• [Task instructions] Reproduce word for word the portion of the Takeaway.com announcement that begins at the words "Market share estimates" and stops after the words "with management estimates.".

[start of Text provided]

Each forward-looking statement speaks only as of the date of this announcement. Neither Takeaway.com nor Just Eat, nor any of their respective associates or directors, officers or advisers, provides any representation, warranty, assurance or guarantee that the occurrence of the events expressed or implied in any forward-looking statements in this announcement will actually occur. Other than in accordance with their legal or regulatory obligations (including under the UK City Code on Takeovers and Mergers ("City Code"), the Listing Rules and the Disclosure Guidance and Transparency Rules), neither the Takeaway.com group nor the Just Eat group is under, or undertakes, any obligation, and each of the foregoing expressly disclaims any intention or obligation, to update or revise any forward-looking statements, whether as a result of new information, future events or otherwise.
Market share estimates contained in this announcement are based on outside sources, such as specialised research institutes, in combination with management estimates.
General
In accordance with Rule 26.1 of the City Code, a copy of this announcement is also available, subject to certain restrictions relating to persons located or resident in the Restricted Jurisdictions (as defined below), including the United States, on the website of Takeaway.com at https://corporate.takeaway.com. The content of the websites referred to in this announcement are not incorporated into and do not form part of this announcement.
This announcement is not intended to, and does not, constitute, represent or form part of any offer, invitation or solicitation of an offer to purchase, otherwise acquire, subscribe for, sell or otherwise dispose of, any securities whether pursuant to this announcement or otherwise. The offer by Takeaway.com for Just Eat is made solely by means of the Revised Offer Document and the accompanying Form of Acceptance, which contain the full terms and conditions of the Just Eat Takeaway.com Combination, including details of how the offer may be accepted.

[end of Text provided]
[start of Excerpted records]

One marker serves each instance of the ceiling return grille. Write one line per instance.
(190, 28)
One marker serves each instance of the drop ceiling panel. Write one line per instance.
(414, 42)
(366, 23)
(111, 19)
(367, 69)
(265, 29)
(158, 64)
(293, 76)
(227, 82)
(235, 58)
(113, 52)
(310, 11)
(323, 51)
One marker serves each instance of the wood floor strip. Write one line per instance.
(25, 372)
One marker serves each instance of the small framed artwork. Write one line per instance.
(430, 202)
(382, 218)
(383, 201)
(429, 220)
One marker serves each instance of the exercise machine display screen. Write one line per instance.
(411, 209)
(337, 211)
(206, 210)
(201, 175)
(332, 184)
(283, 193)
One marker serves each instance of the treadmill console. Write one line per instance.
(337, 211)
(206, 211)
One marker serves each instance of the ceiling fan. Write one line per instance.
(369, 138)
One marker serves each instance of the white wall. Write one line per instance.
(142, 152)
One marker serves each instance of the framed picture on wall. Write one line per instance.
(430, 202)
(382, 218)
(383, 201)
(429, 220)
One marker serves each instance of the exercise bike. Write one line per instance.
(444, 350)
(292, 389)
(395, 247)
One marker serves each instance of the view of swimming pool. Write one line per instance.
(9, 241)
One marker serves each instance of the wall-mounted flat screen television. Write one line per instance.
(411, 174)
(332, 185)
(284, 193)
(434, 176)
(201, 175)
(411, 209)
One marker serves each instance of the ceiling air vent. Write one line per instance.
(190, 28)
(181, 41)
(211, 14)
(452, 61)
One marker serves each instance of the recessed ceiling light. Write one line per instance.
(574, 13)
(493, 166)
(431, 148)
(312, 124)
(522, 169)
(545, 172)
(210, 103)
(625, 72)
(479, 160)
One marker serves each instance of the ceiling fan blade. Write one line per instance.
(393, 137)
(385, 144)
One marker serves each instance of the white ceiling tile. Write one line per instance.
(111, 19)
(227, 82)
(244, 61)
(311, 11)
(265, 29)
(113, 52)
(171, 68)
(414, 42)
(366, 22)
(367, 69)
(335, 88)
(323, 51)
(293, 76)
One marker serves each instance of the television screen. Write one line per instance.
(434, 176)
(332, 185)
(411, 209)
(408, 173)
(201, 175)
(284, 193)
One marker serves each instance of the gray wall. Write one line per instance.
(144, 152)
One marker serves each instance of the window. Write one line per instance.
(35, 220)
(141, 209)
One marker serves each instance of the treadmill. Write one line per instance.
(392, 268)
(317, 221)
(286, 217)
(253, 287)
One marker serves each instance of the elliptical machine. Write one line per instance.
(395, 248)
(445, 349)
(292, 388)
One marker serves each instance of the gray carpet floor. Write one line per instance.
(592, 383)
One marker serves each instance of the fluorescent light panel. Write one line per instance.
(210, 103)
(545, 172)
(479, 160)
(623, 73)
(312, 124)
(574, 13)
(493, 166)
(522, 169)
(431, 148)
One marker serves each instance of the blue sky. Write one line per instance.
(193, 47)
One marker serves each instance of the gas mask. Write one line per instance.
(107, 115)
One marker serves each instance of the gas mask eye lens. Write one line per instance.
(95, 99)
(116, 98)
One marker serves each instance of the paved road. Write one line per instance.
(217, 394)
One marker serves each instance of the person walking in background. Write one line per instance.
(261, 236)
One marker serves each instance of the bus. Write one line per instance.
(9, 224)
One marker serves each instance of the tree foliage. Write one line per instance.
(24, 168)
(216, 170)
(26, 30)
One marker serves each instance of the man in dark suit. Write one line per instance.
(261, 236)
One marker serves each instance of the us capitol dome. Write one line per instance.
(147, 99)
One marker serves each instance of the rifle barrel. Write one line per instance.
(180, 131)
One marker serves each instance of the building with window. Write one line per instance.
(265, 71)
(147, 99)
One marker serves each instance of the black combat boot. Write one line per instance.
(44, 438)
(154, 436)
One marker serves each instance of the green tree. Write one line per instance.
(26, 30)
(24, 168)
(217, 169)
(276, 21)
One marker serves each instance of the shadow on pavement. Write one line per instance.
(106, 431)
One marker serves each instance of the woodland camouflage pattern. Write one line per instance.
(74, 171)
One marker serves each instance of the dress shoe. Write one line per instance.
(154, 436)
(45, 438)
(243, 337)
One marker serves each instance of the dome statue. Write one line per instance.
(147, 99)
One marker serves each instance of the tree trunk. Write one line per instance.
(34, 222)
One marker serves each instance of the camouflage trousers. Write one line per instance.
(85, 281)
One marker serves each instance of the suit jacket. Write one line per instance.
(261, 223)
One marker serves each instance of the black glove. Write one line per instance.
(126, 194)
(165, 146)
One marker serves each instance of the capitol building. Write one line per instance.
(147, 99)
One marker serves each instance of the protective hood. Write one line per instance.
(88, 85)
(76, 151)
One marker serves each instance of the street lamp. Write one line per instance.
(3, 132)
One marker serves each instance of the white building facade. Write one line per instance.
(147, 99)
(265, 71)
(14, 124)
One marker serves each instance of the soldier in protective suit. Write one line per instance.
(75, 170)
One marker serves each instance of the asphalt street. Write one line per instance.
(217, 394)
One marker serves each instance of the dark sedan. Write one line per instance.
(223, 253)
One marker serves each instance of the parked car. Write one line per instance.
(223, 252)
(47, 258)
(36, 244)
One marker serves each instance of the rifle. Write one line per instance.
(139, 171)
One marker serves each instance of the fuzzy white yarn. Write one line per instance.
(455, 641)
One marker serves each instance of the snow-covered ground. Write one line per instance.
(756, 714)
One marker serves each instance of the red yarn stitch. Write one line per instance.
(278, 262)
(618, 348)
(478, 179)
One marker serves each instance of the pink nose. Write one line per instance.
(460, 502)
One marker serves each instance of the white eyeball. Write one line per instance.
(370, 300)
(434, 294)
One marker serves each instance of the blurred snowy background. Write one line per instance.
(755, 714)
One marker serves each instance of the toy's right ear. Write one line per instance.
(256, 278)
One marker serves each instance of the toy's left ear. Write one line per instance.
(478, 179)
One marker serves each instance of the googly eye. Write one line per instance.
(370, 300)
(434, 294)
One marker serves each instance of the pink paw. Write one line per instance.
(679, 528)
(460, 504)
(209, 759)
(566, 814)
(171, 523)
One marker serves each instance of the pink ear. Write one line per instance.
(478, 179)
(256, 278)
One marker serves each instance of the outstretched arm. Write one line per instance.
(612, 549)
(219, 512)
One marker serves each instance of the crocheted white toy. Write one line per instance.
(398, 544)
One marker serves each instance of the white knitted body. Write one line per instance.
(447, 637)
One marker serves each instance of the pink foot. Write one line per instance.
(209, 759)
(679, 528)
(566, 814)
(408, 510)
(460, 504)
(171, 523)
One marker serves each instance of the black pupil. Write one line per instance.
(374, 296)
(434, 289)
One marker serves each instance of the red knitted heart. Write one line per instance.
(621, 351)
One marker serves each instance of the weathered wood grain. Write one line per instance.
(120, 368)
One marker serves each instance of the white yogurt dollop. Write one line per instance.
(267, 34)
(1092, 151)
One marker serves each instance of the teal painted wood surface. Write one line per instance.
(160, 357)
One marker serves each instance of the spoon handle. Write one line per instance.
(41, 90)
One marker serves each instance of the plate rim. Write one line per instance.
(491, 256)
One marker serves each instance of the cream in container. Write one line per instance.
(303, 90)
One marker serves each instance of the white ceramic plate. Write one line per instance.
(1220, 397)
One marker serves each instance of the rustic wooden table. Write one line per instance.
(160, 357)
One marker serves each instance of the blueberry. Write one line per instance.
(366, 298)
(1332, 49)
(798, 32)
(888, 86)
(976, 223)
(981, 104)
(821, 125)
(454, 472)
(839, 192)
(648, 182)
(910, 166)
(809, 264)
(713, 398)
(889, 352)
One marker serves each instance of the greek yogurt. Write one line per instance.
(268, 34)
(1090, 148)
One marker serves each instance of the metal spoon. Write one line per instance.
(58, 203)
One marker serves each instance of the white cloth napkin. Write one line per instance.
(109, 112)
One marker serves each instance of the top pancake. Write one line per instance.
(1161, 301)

[end of Excerpted records]

• [The answer]
Market share estimates contained in this announcement are based on outside sources, such as specialised research institutes, in combination with management estimates.